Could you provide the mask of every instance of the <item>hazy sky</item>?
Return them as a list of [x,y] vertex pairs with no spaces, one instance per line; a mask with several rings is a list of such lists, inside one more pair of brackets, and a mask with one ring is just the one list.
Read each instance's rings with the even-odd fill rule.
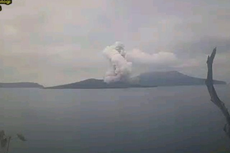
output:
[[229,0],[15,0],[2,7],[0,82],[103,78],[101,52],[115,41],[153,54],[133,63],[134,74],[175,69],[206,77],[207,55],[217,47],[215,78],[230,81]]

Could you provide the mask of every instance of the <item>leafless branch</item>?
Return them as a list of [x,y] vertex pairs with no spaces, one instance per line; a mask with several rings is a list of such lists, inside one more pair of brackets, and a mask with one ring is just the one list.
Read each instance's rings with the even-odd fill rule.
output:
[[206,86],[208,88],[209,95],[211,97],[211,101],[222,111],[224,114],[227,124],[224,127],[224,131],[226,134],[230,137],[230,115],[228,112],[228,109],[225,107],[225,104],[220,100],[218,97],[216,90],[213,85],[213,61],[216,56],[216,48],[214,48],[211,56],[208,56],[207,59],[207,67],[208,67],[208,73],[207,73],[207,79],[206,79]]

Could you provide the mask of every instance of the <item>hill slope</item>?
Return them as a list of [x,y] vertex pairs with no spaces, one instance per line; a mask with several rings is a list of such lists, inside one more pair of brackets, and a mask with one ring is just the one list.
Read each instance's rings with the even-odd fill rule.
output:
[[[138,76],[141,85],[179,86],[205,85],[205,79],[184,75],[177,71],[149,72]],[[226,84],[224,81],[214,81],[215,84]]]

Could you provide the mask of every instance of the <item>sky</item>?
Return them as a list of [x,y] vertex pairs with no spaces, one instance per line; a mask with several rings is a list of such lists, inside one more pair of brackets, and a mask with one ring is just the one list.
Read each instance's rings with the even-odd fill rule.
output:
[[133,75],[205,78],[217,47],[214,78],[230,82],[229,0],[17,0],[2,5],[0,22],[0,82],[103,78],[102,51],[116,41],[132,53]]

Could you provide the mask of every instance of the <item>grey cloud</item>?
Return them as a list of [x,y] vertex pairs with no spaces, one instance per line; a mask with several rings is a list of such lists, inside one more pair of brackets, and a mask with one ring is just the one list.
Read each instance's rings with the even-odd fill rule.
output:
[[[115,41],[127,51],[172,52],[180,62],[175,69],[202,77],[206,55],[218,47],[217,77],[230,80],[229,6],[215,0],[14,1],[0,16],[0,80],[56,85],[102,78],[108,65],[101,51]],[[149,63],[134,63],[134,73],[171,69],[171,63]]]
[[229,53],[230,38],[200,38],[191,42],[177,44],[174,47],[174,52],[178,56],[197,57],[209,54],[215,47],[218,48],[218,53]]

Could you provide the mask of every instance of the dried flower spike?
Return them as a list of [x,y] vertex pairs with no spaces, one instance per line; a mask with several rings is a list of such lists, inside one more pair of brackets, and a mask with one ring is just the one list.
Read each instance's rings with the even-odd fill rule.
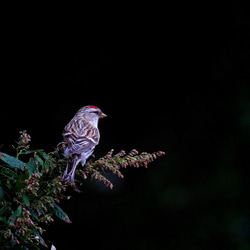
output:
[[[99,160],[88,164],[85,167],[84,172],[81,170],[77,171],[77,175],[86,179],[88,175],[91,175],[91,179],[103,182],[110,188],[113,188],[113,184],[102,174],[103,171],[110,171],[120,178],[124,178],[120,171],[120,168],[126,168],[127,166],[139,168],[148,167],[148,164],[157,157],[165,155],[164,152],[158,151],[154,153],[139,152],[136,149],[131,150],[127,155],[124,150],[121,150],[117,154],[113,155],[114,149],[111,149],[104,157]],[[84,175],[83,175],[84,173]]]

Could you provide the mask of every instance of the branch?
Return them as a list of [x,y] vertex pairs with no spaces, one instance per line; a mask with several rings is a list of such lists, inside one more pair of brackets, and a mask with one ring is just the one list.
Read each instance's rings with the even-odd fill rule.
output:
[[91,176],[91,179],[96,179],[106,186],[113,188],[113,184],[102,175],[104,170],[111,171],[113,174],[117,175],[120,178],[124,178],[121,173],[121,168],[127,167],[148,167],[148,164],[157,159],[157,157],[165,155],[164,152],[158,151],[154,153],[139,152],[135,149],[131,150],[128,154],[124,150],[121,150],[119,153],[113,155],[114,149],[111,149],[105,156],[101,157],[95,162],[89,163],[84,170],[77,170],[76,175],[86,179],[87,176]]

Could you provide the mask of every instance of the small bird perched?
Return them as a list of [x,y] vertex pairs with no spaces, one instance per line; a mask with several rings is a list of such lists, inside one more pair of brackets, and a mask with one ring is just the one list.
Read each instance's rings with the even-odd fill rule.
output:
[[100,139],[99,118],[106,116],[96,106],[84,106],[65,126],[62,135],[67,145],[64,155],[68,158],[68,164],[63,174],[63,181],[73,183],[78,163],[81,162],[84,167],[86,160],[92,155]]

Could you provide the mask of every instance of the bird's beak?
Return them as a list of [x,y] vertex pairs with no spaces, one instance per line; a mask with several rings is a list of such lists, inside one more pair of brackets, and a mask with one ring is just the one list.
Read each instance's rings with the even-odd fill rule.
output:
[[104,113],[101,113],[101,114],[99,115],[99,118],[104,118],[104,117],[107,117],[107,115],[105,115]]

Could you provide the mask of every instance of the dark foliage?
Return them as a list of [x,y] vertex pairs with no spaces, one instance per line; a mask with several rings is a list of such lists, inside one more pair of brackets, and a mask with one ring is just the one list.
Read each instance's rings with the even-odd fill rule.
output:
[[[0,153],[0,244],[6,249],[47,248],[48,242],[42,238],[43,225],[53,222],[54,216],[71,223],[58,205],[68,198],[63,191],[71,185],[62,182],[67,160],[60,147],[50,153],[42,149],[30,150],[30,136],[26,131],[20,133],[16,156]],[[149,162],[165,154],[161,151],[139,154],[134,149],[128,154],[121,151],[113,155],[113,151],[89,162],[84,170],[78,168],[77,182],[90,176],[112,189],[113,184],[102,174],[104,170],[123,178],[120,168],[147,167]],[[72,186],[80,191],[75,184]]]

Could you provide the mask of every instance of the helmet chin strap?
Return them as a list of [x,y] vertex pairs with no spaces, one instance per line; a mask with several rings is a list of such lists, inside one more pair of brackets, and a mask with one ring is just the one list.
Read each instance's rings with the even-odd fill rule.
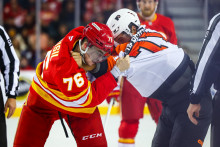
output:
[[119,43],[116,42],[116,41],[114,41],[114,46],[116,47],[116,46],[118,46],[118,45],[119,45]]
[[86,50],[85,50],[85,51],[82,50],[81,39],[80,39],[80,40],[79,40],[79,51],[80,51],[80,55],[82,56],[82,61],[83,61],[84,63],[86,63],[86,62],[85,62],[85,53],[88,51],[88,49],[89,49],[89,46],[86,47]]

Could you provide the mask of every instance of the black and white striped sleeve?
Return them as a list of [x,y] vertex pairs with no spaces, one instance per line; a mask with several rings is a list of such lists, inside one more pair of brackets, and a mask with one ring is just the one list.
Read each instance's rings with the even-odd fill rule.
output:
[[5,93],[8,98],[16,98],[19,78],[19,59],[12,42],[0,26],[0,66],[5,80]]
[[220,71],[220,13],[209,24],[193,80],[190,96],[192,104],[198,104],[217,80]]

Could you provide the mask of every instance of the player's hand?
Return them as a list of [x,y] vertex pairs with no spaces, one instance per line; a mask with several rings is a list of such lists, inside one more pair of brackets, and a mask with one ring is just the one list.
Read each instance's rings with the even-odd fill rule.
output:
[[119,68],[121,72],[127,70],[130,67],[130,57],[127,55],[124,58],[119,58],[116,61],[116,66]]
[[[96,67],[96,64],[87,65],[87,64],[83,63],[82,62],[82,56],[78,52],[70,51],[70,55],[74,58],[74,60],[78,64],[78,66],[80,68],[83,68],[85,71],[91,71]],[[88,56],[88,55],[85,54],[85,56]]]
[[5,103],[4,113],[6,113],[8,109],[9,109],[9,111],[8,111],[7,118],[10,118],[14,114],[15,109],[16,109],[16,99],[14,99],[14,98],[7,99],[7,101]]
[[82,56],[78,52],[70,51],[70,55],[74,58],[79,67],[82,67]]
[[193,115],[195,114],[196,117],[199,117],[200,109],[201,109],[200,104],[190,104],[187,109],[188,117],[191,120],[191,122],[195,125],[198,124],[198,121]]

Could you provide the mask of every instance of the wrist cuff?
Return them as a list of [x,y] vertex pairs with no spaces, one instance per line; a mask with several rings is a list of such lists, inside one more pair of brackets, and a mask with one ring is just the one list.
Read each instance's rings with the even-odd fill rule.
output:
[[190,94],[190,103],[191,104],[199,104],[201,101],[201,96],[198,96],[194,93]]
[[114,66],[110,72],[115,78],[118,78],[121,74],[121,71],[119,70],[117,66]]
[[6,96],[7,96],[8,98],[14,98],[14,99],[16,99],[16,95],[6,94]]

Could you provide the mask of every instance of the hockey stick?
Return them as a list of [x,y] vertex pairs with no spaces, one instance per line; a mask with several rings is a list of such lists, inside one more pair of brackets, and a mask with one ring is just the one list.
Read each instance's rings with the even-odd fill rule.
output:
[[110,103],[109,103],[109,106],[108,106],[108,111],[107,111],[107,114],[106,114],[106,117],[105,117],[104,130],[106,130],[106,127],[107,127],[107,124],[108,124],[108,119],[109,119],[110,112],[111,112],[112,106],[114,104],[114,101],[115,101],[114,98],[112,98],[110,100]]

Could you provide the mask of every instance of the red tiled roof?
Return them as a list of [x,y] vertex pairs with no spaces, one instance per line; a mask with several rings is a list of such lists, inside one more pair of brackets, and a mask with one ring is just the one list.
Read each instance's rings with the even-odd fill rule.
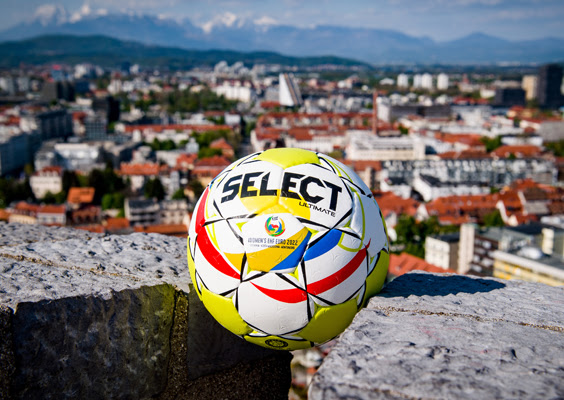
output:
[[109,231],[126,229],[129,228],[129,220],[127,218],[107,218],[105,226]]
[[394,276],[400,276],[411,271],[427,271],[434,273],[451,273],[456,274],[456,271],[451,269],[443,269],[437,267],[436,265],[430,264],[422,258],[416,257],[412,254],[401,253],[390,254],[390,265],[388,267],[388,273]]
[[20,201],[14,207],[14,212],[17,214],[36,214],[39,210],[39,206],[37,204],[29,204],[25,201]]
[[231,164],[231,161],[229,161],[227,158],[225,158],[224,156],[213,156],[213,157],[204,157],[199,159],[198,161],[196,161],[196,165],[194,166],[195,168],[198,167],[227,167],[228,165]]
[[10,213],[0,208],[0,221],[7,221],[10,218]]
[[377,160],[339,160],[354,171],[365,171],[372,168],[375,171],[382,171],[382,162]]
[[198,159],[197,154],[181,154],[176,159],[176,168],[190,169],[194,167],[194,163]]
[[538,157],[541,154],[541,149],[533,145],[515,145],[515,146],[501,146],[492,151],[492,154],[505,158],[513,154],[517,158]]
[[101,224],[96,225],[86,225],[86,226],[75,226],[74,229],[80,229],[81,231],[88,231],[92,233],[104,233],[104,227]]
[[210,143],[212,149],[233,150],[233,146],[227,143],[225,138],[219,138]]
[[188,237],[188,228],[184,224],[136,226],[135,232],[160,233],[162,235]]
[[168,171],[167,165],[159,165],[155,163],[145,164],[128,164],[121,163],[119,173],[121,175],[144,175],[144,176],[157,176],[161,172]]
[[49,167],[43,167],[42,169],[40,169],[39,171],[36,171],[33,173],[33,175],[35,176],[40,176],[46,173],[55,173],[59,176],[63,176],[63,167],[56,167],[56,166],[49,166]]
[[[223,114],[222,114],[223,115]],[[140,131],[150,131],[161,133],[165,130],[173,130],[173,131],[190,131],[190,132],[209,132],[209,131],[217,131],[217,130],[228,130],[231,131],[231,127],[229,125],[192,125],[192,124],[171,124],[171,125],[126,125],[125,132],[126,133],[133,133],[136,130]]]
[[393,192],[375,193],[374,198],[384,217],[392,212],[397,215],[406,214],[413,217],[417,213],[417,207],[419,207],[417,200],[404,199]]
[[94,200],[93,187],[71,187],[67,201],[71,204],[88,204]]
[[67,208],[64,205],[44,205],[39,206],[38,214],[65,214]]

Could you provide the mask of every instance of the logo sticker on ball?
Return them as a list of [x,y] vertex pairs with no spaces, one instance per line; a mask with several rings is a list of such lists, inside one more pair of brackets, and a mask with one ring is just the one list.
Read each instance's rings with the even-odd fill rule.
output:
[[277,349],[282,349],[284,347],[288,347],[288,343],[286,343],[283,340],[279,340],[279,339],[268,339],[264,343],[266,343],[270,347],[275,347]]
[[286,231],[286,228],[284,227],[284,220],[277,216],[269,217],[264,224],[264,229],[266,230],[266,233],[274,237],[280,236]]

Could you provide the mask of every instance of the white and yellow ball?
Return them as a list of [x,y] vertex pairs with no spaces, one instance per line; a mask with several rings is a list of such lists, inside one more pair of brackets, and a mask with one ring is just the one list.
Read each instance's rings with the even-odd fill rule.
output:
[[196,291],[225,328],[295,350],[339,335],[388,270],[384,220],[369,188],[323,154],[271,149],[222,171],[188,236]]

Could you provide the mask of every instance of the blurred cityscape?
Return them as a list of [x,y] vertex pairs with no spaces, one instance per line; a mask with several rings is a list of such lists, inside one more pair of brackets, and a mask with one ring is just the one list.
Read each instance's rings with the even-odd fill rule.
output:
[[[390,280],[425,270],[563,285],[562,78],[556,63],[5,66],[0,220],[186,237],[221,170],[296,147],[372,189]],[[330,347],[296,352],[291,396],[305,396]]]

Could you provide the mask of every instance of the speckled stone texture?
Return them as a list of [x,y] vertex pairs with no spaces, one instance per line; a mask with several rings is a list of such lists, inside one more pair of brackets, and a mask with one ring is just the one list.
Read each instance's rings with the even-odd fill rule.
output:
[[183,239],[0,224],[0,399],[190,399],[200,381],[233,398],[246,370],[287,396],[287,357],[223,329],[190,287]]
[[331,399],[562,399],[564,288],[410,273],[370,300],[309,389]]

+ + + + +

Nothing but the lines from the beginning of the material through the line with "the <item>leafless branch</item>?" should appear, printed exactly, with no pictures among them.

* EXERCISE SOLUTION *
Could you provide the mask of every instance of the <item>hazy sky</item>?
Return them as a list of [x,y] vertex pairs with no spaces, one instance per line; a mask with several rings is a list of such lists, inside one more pair of brackets, and a mask with one ring is just the one list.
Read each instance's rings with the even-odd fill rule.
output:
[[229,0],[15,0],[2,7],[0,82],[103,78],[101,52],[115,41],[153,54],[133,63],[134,74],[175,69],[206,77],[207,55],[217,47],[215,78],[230,81]]

Could you provide the mask of every instance of the <item>leafless branch</item>?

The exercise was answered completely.